═══ Data

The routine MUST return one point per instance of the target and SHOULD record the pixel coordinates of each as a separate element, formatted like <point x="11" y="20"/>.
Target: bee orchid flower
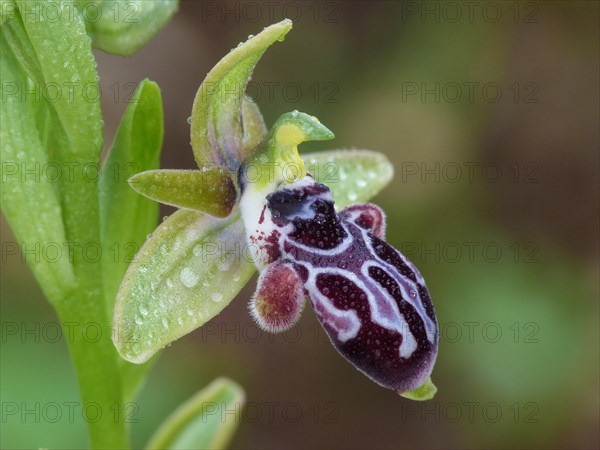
<point x="303" y="226"/>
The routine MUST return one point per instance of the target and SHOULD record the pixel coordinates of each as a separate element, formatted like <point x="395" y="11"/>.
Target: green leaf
<point x="123" y="27"/>
<point x="354" y="176"/>
<point x="210" y="191"/>
<point x="29" y="201"/>
<point x="424" y="392"/>
<point x="126" y="218"/>
<point x="207" y="420"/>
<point x="186" y="273"/>
<point x="216" y="131"/>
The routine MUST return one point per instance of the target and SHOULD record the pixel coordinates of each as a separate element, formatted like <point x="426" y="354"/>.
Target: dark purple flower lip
<point x="372" y="302"/>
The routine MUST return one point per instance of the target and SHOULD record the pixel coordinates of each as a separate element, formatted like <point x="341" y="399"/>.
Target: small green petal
<point x="424" y="392"/>
<point x="210" y="191"/>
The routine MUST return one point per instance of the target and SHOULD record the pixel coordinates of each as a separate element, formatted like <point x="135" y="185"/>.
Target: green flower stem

══════

Task statement:
Across the data, how many lines have the word "separate" in them? Respond with the number alone.

Problem solution:
5